ACTIVITIES:
(a) According to the digital health article, why have the gains digital health start-ups made before COVID-19 become more important now? Answer in one to three sentences.
(b) Continue the digital health article from its final sentence.

SUPPLIED PASSAGE:
Enabling healthcare’s digital future

Debiopharm Innovation Fund’s Tanja Dowe on investing in digital health start-ups and supporting them on their rollercoaster rides to improve patient outcomes

The weight of expectation hangs heavy over the digital health sector. Even before COVID-19 struck, shattering established societal and healthcare norms, much was expected from start-ups that could combine health and tech.

Now, with the pandemic’s acute phase beginning to recede, the rapid gains digital health start-ups were making pre-COVID have become ever more important as new and better ways are sought to improve patient outcomes in a hugely changed environment.

Someone with a keen eye for health, tech and investment trends is Tanja Dowe. A biochemical and microbiology engineer by training, she’s headed up the Debiopharm Innovation Fund since 2016, prior to which she spent 15 years as a strategy and transaction consultant in the life sciences.

Extracted records:
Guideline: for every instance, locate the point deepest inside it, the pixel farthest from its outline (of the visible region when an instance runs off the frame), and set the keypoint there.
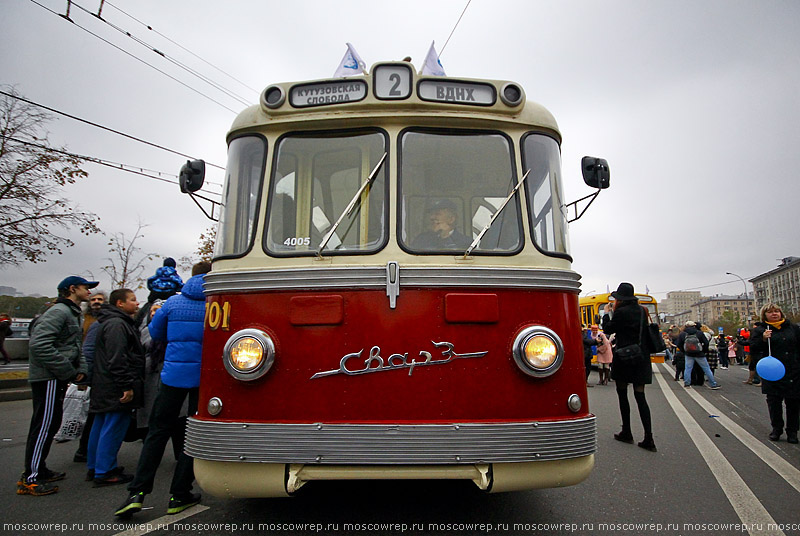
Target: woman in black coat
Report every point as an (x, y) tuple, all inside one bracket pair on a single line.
[(777, 334), (629, 325)]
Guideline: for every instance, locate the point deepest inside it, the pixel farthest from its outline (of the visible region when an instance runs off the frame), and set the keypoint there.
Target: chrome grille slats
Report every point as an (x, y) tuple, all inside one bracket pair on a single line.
[(391, 444), (367, 277)]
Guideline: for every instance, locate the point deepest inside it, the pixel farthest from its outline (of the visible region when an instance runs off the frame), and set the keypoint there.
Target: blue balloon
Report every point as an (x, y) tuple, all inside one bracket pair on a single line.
[(770, 369)]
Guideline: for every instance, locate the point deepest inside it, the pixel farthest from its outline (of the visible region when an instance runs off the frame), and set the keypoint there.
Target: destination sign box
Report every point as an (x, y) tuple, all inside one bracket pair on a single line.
[(457, 92), (325, 93)]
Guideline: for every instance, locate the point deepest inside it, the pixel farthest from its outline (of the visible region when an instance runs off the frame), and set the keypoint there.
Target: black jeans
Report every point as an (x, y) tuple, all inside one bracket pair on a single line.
[(775, 405), (164, 420), (48, 403)]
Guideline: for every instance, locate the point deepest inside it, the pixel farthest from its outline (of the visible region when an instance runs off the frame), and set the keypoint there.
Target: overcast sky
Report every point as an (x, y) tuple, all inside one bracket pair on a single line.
[(693, 103)]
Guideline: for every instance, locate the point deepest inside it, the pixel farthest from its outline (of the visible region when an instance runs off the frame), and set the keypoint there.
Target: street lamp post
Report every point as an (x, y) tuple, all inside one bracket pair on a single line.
[(746, 298)]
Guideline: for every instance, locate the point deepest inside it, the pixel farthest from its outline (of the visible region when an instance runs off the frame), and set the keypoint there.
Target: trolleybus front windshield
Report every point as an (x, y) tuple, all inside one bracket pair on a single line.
[(451, 183), (314, 179), (545, 206), (246, 159)]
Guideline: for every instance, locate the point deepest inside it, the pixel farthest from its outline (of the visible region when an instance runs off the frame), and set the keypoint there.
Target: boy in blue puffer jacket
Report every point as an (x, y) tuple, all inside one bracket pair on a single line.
[(179, 322)]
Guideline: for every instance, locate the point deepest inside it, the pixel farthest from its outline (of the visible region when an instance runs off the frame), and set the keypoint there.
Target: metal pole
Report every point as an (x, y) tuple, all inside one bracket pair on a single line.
[(746, 298)]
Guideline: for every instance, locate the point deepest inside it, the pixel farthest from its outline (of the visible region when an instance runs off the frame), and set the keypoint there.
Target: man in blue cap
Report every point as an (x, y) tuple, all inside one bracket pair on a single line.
[(54, 360)]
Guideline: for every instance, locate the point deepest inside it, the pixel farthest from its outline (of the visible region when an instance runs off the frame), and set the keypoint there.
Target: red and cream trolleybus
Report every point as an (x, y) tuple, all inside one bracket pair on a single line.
[(392, 294)]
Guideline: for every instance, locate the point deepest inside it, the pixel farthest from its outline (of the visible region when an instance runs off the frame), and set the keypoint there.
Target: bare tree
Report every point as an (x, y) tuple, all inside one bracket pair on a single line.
[(127, 261), (34, 214), (204, 251)]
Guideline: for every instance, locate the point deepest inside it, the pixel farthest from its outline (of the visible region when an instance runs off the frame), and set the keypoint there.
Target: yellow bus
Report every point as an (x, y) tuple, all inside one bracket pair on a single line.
[(591, 308)]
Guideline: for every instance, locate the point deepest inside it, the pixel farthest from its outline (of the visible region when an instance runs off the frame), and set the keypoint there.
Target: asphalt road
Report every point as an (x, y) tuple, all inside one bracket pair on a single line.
[(715, 472)]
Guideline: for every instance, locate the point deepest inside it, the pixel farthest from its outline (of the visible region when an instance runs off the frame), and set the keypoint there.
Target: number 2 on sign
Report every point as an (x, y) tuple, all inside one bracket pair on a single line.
[(218, 317)]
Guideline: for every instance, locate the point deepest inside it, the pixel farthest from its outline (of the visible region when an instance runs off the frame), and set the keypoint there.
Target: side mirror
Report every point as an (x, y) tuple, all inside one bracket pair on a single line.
[(193, 174), (595, 172)]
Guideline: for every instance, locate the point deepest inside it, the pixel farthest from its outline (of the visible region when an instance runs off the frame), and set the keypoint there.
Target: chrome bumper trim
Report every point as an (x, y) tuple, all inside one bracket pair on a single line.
[(368, 444), (366, 277)]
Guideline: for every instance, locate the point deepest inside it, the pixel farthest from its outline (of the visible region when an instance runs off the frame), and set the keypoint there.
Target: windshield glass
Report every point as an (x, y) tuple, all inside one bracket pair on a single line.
[(246, 157), (451, 183), (543, 190), (315, 177)]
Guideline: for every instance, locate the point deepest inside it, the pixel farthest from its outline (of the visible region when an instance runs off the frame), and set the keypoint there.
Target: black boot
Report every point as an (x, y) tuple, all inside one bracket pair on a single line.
[(648, 443), (625, 436)]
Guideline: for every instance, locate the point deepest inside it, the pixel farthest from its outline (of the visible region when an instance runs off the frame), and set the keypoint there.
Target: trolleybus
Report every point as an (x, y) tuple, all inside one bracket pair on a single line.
[(392, 294)]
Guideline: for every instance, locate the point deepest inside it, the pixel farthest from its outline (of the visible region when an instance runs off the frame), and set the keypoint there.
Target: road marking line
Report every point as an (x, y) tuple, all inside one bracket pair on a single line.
[(744, 501), (161, 523), (777, 463)]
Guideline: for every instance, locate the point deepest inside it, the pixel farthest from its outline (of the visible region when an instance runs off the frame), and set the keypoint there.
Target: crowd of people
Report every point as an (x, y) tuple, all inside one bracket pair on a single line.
[(696, 353), (141, 366)]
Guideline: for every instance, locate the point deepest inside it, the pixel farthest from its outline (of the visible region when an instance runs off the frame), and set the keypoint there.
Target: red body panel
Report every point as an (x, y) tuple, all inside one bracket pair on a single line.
[(477, 389)]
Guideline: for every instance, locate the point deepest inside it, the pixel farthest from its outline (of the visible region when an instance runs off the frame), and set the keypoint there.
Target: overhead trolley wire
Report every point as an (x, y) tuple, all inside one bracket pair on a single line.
[(172, 60), (454, 28), (136, 58), (104, 127), (183, 48), (108, 163)]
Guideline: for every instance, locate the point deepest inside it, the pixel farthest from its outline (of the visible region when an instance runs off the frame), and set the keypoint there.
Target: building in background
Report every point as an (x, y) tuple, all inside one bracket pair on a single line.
[(678, 301), (780, 286), (713, 308)]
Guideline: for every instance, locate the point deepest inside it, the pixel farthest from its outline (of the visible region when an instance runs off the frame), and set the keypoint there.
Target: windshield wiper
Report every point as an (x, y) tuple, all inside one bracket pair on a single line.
[(494, 216), (350, 205)]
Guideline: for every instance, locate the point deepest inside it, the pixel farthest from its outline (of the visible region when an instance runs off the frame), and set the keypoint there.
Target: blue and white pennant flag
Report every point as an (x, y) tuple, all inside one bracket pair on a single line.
[(351, 64), (432, 65)]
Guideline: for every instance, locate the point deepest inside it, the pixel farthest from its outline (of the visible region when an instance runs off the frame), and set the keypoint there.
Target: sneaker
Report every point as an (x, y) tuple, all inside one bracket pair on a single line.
[(52, 476), (179, 503), (648, 445), (625, 437), (111, 479), (36, 488), (131, 505)]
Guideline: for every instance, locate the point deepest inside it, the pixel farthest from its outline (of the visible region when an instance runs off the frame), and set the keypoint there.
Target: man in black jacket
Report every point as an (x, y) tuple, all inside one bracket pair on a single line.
[(117, 380)]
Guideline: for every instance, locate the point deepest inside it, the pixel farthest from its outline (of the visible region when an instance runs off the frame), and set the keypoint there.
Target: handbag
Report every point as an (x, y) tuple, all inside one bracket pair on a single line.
[(630, 353)]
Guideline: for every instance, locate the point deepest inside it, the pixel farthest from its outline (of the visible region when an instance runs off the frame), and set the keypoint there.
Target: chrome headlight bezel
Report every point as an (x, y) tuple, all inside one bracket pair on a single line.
[(519, 351), (267, 349)]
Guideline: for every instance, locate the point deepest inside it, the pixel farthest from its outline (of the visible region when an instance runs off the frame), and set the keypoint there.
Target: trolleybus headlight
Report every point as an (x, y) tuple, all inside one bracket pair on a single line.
[(249, 354), (538, 351)]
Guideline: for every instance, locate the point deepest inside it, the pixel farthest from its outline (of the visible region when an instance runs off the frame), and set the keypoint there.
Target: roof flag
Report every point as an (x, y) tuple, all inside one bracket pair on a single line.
[(351, 64), (432, 65)]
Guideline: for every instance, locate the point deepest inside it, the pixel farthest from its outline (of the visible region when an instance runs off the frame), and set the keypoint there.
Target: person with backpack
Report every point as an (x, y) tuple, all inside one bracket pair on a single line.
[(695, 346)]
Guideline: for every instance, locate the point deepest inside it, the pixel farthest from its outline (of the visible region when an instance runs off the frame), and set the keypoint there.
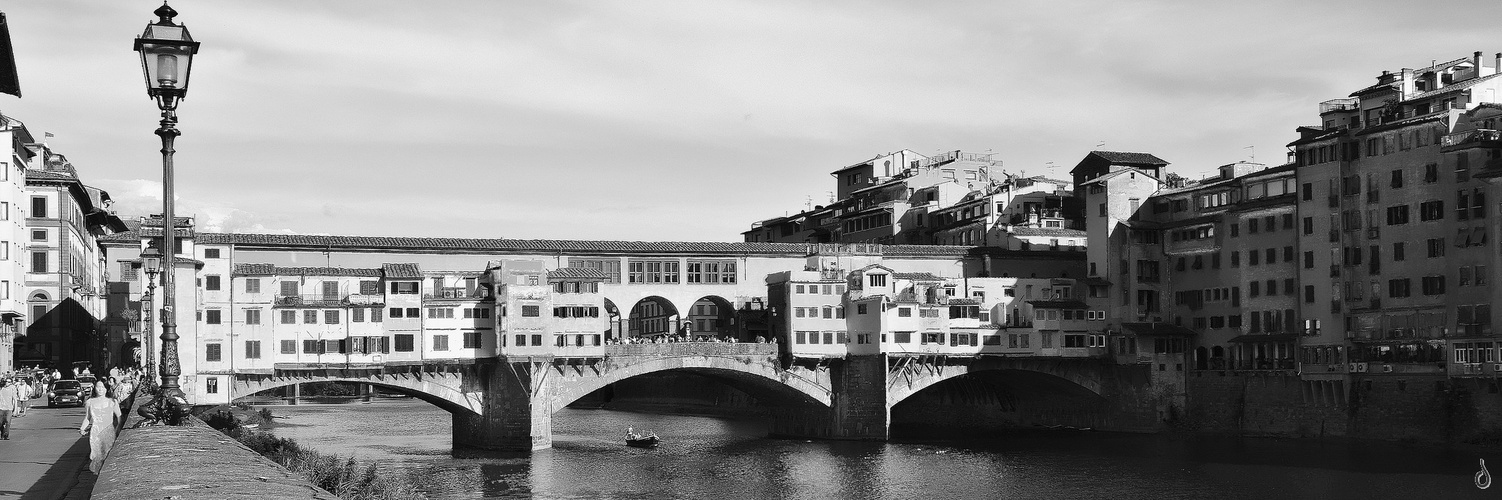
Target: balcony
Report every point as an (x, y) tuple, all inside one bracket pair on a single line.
[(457, 293), (1478, 135), (1339, 105), (328, 301)]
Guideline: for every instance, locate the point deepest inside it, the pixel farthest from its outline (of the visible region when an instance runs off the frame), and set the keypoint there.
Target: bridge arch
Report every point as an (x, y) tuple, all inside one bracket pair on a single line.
[(760, 379), (440, 389), (711, 316), (912, 376), (654, 316)]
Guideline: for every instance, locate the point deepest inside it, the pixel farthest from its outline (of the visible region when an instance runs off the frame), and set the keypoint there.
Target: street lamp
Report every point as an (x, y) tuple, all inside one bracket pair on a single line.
[(165, 60), (150, 262)]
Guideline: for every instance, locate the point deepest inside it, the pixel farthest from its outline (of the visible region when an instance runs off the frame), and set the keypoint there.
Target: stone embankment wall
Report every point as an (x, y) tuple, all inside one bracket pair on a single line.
[(193, 461), (1411, 407)]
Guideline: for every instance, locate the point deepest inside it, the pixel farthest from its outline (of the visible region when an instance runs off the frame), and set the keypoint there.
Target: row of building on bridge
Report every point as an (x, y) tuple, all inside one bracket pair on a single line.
[(395, 313)]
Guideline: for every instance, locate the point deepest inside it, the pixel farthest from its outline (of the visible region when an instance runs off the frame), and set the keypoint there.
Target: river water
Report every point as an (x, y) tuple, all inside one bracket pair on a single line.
[(726, 458)]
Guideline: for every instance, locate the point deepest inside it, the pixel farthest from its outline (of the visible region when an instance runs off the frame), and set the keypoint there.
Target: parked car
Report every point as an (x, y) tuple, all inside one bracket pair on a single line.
[(65, 392)]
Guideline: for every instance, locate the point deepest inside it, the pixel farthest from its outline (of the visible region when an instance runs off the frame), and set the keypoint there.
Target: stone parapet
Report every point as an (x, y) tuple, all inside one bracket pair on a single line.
[(193, 461)]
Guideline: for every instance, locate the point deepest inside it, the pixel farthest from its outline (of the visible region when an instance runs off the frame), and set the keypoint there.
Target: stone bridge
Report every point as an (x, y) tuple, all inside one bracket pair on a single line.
[(508, 403)]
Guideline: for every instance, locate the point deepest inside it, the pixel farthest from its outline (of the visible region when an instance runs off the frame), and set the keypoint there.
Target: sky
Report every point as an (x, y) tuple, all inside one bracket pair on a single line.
[(675, 120)]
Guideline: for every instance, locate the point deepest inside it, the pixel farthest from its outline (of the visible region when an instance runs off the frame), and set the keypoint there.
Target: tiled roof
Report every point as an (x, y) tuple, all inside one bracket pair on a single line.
[(1058, 304), (1155, 329), (1050, 231), (1122, 158), (576, 274), (274, 271), (916, 277), (401, 271), (521, 246), (44, 174)]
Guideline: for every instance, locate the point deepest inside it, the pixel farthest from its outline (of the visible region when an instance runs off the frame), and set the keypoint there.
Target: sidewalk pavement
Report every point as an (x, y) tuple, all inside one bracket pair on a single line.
[(45, 458)]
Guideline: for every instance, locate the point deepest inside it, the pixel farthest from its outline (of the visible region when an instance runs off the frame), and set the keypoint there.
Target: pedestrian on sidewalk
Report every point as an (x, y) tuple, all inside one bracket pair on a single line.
[(101, 418), (8, 404)]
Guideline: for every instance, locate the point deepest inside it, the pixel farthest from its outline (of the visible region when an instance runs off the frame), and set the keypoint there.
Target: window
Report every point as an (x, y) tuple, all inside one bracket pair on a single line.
[(711, 271), (404, 343), (1432, 210), (652, 271), (1397, 215)]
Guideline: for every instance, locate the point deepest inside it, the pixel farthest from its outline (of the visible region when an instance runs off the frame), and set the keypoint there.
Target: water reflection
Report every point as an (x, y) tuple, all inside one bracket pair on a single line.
[(720, 458)]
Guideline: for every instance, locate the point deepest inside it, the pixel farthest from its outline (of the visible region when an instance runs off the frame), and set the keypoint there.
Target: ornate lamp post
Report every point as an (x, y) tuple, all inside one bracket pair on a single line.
[(152, 263), (167, 59)]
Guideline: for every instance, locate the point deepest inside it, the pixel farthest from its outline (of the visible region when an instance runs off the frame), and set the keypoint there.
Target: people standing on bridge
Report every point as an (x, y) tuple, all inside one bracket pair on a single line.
[(101, 415), (8, 404)]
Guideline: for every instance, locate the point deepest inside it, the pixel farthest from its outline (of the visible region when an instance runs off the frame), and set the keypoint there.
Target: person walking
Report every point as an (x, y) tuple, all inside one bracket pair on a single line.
[(8, 404), (101, 415)]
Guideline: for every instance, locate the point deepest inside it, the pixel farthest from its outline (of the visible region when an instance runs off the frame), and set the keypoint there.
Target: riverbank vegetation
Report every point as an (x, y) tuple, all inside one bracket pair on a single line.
[(341, 476)]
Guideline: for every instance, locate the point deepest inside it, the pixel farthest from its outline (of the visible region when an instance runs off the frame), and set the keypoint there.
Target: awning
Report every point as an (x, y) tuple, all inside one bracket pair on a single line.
[(1266, 338)]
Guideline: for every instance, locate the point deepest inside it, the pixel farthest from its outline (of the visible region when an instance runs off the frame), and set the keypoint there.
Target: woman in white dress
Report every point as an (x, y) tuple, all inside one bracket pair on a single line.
[(101, 415)]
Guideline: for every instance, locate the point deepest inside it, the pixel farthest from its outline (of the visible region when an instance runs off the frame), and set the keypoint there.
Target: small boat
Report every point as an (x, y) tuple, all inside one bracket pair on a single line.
[(643, 440), (640, 439)]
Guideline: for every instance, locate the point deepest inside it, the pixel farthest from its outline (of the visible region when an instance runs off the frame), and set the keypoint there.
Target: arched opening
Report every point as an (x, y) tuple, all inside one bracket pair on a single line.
[(712, 317), (996, 401), (654, 317), (275, 391)]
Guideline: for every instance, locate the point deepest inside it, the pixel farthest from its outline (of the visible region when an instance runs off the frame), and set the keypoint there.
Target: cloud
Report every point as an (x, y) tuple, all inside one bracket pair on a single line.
[(140, 197)]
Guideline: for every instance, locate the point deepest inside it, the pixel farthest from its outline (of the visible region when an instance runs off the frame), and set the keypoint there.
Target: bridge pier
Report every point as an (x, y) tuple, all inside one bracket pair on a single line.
[(517, 413), (858, 407)]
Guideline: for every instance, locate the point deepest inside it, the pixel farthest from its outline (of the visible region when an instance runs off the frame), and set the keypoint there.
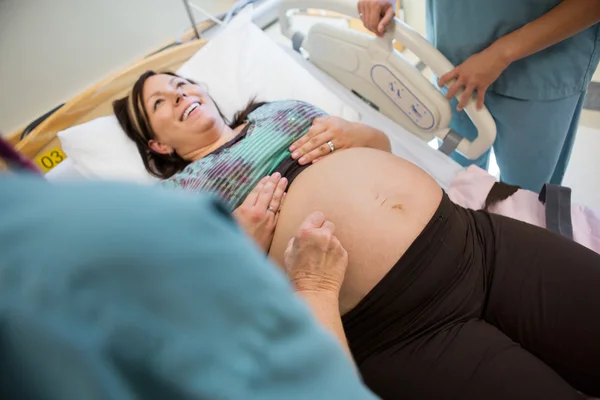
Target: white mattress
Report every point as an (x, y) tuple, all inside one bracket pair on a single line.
[(404, 144)]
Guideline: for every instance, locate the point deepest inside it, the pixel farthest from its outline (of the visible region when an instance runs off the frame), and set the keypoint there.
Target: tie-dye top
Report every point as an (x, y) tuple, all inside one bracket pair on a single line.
[(232, 171)]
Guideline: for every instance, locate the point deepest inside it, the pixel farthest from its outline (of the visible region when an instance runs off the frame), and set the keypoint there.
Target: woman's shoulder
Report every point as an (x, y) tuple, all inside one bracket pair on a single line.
[(273, 108)]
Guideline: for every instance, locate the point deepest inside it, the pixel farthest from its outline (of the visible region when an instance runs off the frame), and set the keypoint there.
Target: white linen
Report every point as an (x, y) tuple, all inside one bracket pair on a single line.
[(239, 63)]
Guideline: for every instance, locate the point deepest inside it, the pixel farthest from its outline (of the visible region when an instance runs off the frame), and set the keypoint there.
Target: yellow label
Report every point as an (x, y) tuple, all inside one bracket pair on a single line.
[(50, 159)]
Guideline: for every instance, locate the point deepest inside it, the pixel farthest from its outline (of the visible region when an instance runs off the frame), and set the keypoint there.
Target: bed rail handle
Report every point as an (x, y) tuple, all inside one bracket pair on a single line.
[(429, 55)]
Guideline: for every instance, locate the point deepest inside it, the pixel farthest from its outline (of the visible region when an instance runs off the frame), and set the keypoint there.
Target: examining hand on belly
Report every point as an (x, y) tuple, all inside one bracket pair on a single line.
[(425, 280)]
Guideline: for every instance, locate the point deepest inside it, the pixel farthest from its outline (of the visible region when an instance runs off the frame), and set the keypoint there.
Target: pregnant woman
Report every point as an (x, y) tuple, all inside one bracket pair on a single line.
[(436, 301)]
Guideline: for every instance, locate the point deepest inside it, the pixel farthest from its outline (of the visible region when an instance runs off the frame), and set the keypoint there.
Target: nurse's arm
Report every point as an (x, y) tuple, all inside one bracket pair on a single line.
[(565, 20)]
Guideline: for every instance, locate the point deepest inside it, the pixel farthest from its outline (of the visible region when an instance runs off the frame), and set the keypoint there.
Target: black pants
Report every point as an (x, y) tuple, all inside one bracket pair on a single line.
[(482, 307)]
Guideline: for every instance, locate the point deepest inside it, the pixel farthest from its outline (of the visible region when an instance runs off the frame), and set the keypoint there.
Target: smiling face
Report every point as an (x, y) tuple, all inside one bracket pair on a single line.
[(182, 115)]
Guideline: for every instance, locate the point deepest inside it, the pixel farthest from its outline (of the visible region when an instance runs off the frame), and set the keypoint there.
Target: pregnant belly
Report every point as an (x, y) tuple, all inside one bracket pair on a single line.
[(379, 203)]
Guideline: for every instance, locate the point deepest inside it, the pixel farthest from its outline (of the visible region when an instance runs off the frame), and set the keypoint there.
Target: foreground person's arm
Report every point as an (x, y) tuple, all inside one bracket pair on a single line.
[(316, 263), (136, 292)]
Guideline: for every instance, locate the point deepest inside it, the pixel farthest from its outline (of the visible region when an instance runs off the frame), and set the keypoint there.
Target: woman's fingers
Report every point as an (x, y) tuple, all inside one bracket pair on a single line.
[(320, 152), (317, 144), (253, 196), (278, 195)]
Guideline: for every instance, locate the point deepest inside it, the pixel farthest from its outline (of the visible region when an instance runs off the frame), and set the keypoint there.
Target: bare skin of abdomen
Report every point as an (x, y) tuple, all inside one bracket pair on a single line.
[(379, 204)]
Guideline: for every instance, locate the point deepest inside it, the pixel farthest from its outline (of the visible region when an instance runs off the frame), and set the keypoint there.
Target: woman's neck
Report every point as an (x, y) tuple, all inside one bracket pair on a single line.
[(226, 135)]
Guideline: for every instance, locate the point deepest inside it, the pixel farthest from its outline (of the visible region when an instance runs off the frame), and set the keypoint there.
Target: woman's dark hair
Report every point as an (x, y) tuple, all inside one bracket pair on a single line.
[(133, 118)]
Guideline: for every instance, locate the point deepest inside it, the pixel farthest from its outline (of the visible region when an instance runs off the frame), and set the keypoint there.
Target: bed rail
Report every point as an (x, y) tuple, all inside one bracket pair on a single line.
[(417, 44)]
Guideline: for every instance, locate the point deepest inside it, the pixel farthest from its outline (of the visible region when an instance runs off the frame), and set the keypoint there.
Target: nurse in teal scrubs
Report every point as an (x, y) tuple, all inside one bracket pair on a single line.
[(530, 61)]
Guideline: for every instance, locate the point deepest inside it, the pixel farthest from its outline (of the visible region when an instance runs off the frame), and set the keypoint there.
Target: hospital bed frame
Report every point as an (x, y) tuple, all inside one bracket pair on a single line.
[(39, 140)]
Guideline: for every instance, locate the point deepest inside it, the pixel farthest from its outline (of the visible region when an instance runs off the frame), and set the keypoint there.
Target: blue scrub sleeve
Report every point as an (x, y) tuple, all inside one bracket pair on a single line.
[(111, 291)]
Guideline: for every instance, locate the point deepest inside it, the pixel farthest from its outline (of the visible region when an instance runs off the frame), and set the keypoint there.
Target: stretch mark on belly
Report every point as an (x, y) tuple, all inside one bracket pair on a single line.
[(396, 206)]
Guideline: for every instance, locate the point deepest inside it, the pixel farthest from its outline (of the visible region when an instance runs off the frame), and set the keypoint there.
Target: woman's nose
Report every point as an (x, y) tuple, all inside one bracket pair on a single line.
[(179, 96)]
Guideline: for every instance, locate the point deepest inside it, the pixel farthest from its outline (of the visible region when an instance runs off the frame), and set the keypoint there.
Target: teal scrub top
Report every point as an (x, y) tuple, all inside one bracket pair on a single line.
[(461, 28), (111, 291)]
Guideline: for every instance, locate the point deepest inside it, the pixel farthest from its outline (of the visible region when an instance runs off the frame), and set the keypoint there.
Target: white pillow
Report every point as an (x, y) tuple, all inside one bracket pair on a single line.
[(100, 149), (239, 63), (243, 62)]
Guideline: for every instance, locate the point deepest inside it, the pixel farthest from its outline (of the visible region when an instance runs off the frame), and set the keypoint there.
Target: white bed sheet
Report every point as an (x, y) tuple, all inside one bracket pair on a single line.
[(404, 144), (327, 93)]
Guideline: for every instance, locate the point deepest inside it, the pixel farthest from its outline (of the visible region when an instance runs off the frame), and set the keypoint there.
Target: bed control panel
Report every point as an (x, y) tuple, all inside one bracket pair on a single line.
[(372, 67), (402, 96)]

TASK RESULTS:
(a) With the pandemic's acute phase receding, new and better ways are being sought to improve patient outcomes. This search takes place in a hugely changed environment, so the start-ups' earlier rapid gains matter more than ever.

(b)
Although a start-up’s long-term vision will always come from the entrepreneurs behind it, the challenges that founders face can come thick and fast as they navigate both financing options and operating risk.

“You can’t waiver and you can’t be unsure,” Tanja explains, “but things happen, and we all sometimes get lost in the everyday struggles.”

Nevertheless, there are always ways to bolster a company’s position if you can assess what makes them special and where they need more work.

“Over the years, working with such a variety of companies in med tech, pharma, diagnostics and digital health, what I learned was to quickly understand how to strengthen a company’s strengths and mitigate the risks it might face. There’s no such thing as an absolutely perfect business, but you can really develop any company,” she says.

Supporting start-ups with strategic guidance and long-term financial investment is at the core of the fund Tanja oversees – whether these emerging companies want to bring a completely new type of digital health product to market or convince traditional corporations to integrate smart data innovation into their operations.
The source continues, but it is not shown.